Can you return, word for word, the lines of the records below, beginning at the line that has "In the scene depicted above, identify where the golden" and ending after the line that has "left=240, top=133, right=600, bottom=240", leaving out any picture?

○ ○ ○

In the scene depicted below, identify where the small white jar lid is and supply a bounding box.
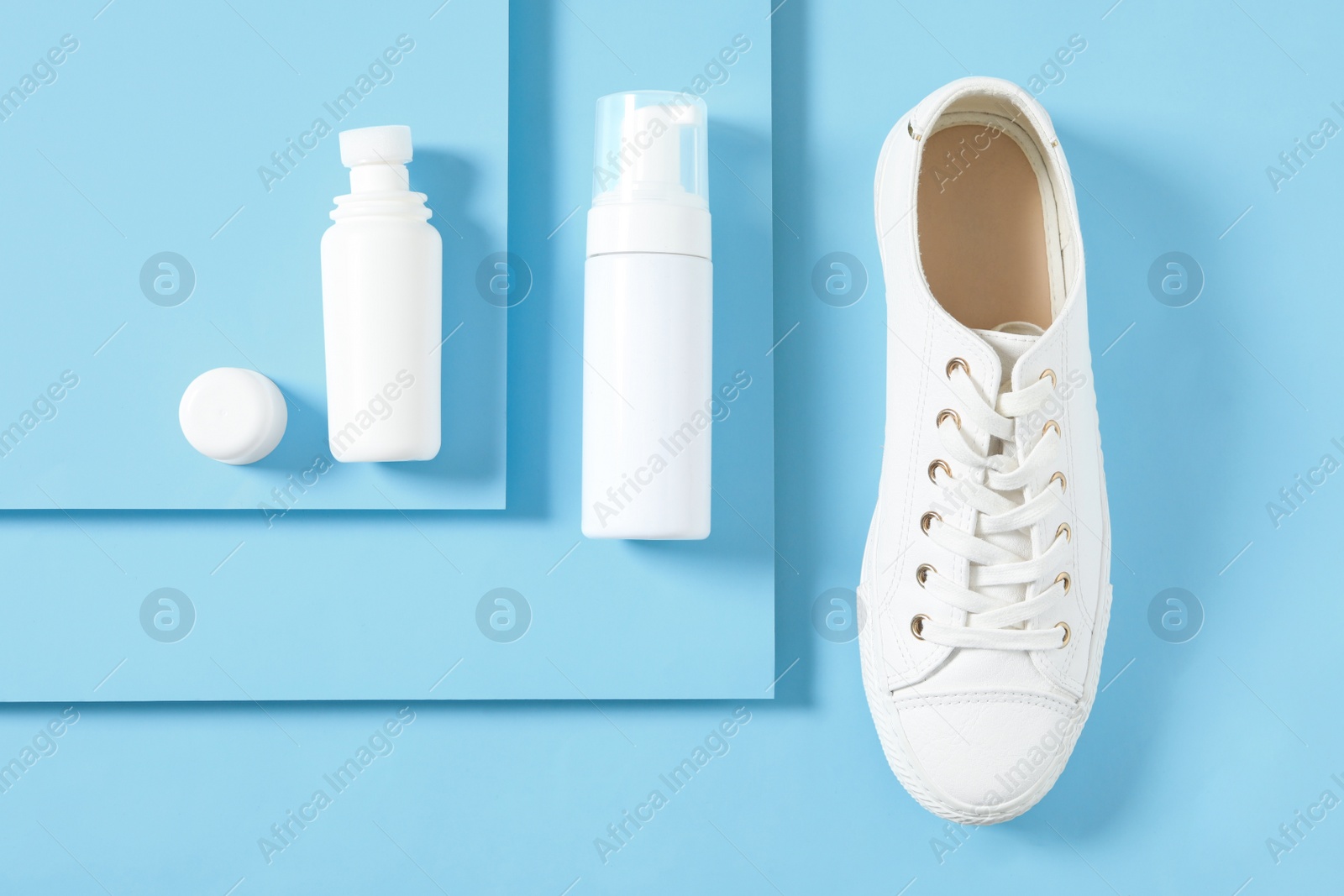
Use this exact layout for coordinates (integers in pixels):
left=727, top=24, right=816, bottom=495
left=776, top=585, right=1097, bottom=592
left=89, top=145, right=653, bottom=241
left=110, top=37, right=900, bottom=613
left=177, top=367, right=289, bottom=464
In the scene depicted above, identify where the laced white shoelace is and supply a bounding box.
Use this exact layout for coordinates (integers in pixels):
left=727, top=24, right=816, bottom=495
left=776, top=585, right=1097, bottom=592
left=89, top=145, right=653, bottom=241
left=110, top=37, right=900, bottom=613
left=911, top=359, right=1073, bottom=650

○ ○ ○

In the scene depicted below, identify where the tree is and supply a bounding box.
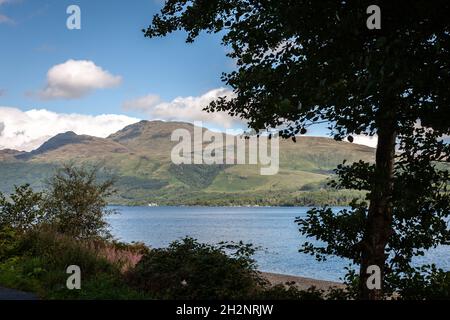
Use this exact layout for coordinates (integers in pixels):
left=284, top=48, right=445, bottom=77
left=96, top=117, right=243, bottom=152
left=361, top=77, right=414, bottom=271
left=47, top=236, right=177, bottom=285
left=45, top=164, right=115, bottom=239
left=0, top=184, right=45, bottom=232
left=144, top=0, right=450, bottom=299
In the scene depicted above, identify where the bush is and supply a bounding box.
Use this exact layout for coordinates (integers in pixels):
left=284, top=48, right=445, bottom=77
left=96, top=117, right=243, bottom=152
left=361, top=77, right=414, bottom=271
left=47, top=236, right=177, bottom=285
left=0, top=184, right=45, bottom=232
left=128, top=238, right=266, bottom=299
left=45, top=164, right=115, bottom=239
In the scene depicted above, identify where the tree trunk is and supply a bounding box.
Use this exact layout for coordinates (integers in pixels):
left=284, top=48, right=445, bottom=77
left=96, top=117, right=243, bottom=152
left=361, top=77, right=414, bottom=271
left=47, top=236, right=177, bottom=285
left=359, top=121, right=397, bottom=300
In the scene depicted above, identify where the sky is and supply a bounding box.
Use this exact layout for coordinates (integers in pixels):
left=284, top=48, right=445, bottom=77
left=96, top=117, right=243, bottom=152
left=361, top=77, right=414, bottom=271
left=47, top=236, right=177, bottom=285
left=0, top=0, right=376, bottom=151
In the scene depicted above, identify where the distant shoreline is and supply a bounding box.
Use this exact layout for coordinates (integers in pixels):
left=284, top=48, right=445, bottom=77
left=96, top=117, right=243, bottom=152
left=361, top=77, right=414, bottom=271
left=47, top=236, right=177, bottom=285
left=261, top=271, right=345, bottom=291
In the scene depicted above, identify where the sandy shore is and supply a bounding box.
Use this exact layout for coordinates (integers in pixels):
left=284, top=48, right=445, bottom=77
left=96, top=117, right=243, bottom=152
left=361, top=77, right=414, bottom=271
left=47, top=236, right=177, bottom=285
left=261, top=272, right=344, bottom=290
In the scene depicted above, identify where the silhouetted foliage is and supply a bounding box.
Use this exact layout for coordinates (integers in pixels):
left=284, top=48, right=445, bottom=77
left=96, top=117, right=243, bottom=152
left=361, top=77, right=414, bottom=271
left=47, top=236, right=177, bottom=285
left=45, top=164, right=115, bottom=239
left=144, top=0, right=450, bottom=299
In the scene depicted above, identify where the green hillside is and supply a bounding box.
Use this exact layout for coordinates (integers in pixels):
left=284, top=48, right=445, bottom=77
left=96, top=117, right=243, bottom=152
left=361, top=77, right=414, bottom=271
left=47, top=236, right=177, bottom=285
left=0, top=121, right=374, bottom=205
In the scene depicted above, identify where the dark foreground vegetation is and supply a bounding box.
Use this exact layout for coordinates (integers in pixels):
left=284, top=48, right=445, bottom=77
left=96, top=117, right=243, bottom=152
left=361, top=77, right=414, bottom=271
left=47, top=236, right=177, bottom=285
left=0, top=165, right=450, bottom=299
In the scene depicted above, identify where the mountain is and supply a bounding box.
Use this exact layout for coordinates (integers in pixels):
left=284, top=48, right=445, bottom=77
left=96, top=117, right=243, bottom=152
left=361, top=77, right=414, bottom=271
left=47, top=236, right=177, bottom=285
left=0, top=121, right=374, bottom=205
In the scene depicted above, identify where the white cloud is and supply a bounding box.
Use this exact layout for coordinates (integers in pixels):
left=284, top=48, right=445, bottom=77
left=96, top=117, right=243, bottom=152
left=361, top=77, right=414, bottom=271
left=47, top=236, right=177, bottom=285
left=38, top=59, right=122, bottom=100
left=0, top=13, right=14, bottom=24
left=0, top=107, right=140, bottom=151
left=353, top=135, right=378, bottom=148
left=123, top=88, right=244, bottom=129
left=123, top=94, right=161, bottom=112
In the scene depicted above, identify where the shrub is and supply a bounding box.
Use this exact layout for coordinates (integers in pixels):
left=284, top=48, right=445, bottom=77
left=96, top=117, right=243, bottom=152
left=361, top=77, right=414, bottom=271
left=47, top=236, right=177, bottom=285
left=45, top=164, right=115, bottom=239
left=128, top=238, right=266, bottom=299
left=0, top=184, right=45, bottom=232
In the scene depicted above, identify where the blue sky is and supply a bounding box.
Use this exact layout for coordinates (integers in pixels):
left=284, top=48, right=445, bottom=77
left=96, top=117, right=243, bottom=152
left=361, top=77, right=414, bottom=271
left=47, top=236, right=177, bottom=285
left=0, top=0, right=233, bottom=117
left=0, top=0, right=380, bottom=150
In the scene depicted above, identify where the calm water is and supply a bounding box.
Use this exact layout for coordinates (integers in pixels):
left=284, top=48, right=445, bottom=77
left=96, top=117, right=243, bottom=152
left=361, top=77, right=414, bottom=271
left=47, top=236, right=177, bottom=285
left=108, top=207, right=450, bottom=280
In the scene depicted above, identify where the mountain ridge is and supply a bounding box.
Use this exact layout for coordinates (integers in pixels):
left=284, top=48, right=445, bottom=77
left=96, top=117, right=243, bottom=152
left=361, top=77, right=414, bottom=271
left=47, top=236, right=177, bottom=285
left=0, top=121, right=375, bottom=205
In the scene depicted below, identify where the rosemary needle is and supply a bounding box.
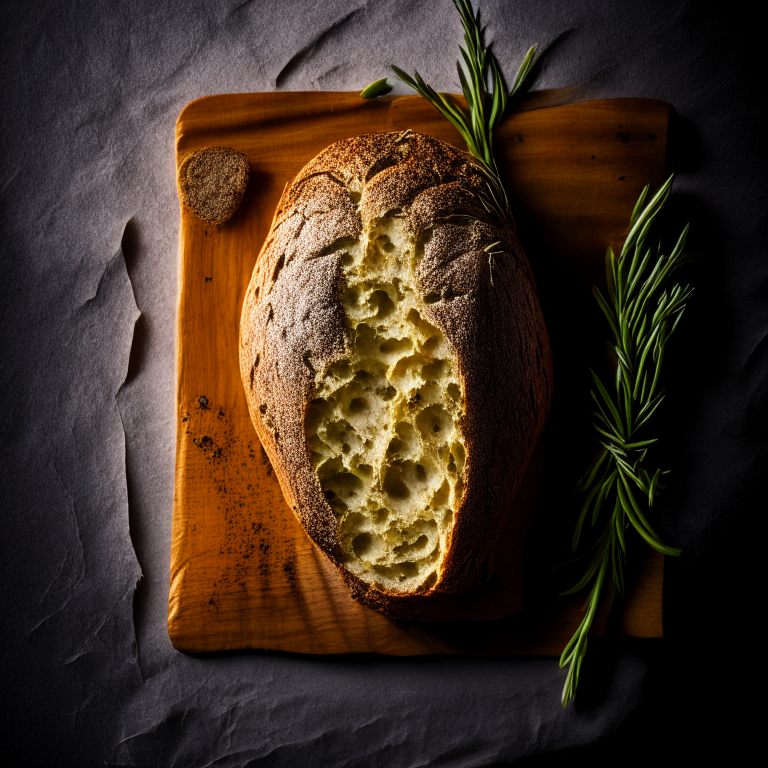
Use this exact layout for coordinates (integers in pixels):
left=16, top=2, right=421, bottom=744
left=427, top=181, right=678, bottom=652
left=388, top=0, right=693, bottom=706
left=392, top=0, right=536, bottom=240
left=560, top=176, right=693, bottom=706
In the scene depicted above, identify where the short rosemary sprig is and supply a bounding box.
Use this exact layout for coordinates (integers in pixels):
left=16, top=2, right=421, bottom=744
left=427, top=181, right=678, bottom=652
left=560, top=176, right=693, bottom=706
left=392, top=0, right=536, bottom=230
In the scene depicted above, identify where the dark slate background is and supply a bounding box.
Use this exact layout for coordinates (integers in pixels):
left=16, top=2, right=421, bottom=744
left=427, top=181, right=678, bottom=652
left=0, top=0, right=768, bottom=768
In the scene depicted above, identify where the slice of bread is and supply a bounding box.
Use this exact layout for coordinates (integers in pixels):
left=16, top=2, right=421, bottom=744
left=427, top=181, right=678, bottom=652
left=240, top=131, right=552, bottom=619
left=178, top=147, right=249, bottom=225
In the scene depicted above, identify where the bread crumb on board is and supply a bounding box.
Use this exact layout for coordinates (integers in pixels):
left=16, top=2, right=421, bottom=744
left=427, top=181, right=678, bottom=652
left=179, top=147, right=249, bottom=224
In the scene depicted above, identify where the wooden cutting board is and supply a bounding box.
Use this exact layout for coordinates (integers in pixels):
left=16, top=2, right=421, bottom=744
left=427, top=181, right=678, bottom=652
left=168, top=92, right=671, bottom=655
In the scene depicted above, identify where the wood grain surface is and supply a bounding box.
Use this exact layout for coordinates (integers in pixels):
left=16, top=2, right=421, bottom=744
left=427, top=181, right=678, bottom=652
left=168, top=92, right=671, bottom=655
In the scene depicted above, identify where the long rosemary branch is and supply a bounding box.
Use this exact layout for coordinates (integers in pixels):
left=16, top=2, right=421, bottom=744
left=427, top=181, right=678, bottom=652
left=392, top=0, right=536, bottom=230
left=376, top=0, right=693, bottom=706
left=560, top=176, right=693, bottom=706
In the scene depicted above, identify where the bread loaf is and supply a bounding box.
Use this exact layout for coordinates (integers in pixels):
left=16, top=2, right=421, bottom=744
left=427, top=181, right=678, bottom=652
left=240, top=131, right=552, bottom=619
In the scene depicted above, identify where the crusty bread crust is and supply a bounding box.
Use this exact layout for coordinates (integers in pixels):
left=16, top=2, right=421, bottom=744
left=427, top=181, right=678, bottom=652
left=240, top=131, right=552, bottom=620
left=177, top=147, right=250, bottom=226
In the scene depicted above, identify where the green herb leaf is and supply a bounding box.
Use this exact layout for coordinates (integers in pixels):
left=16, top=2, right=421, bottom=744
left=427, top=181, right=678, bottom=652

○ ○ ○

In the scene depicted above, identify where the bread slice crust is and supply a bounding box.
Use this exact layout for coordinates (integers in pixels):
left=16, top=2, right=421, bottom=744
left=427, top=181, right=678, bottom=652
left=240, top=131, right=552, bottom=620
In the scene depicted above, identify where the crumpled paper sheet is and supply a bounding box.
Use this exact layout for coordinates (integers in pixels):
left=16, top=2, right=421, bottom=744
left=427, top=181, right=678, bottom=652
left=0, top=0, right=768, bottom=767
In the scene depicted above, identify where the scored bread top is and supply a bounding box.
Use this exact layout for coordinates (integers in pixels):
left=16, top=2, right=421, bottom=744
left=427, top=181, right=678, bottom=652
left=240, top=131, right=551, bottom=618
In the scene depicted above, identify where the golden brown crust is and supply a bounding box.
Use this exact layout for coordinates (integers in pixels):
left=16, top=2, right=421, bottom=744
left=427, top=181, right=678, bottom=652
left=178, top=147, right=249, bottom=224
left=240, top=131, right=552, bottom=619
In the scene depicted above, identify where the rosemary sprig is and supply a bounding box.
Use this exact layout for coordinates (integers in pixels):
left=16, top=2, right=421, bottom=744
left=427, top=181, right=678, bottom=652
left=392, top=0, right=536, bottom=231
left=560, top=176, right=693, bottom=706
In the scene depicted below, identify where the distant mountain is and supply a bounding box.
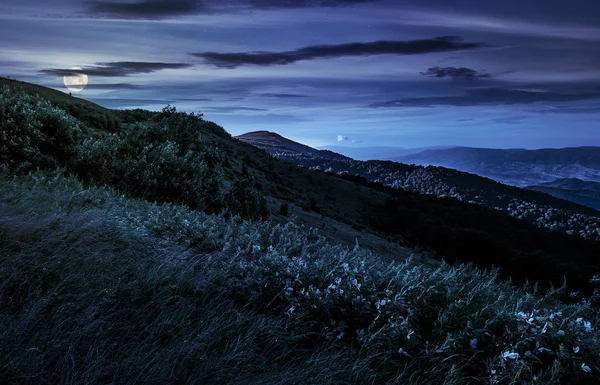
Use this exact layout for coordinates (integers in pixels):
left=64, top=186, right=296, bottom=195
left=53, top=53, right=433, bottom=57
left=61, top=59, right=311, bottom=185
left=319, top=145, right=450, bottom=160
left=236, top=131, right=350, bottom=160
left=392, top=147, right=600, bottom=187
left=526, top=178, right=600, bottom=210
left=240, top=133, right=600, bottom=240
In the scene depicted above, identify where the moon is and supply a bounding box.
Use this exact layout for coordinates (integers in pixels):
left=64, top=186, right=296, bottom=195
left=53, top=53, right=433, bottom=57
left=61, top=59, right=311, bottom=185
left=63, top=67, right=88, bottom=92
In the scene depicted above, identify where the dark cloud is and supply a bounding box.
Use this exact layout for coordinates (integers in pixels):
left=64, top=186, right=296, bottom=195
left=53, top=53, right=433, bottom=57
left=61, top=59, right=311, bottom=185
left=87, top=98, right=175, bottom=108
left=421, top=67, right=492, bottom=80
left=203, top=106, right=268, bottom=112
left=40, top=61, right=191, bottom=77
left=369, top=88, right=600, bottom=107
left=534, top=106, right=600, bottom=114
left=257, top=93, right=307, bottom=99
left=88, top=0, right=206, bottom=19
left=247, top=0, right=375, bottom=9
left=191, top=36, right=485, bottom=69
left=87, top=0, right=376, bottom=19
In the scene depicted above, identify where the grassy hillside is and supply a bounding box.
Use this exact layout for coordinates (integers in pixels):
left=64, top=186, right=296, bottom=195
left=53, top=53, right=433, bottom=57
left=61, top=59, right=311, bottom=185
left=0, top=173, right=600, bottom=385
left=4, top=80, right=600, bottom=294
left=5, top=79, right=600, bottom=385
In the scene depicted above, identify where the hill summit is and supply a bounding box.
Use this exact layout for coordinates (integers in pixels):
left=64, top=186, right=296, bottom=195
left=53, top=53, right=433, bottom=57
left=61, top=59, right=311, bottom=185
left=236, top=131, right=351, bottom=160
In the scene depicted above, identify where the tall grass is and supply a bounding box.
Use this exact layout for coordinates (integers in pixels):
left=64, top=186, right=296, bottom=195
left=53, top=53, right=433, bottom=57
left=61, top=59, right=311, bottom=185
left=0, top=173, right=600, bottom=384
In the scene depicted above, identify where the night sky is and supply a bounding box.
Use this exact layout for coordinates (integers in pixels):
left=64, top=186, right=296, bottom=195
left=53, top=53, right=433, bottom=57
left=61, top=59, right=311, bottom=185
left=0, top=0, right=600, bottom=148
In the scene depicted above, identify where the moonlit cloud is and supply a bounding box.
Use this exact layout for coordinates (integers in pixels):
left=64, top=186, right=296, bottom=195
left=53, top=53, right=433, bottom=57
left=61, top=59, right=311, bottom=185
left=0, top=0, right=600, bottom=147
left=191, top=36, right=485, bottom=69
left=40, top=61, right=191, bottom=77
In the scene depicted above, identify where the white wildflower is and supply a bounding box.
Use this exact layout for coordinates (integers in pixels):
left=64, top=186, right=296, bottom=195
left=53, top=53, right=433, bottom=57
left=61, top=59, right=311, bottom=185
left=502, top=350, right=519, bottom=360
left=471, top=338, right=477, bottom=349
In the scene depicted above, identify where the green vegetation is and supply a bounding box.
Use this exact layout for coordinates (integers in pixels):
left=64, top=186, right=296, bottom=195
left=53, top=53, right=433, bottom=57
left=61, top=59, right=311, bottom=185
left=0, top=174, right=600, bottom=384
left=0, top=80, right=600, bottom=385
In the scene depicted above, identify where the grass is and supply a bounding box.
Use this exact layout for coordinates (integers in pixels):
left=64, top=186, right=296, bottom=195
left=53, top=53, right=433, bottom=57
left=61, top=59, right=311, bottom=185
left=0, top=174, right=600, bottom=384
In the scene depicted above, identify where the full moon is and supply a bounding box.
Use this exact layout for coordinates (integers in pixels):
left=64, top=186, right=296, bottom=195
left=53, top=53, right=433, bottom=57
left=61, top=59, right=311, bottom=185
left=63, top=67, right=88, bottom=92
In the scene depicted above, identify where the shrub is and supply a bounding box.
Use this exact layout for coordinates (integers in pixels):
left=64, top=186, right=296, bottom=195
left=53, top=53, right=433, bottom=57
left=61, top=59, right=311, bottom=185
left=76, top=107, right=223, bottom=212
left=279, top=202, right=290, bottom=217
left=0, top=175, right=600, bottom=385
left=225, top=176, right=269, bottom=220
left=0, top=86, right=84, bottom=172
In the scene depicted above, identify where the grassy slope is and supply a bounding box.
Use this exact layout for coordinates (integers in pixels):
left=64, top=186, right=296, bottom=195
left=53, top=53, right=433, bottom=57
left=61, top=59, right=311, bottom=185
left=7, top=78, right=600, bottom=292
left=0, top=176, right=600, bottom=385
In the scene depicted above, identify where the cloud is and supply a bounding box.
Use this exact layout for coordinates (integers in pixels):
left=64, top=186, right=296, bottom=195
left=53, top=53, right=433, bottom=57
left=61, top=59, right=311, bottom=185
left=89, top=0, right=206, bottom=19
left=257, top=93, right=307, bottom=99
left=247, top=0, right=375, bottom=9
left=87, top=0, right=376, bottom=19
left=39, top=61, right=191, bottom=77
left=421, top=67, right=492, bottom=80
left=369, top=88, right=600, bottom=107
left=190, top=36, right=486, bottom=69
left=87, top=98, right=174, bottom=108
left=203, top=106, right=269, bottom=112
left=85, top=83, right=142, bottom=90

○ ○ ○

ANSWER:
In the scene depicted above, identify where the golden brown crust is and supply a bounding box.
Use this exact layout for coordinates (integers in pixels):
left=16, top=2, right=421, bottom=744
left=427, top=181, right=678, bottom=652
left=178, top=147, right=249, bottom=224
left=240, top=131, right=552, bottom=619
In the scene depicted above, identify where the rosemary sprig is and supply a bounding box.
Use this exact layout for coordinates (integers in pixels):
left=16, top=2, right=421, bottom=744
left=427, top=181, right=678, bottom=652
left=392, top=0, right=536, bottom=231
left=560, top=176, right=693, bottom=706
In the scene depicted below, identify where the distant mountain is and supply a bounding box.
Use this exact layout for coordinates (integers in pixels):
left=64, top=186, right=296, bottom=195
left=53, top=53, right=433, bottom=57
left=61, top=59, right=311, bottom=185
left=319, top=145, right=450, bottom=160
left=236, top=131, right=350, bottom=160
left=392, top=147, right=600, bottom=187
left=526, top=178, right=600, bottom=210
left=240, top=133, right=600, bottom=240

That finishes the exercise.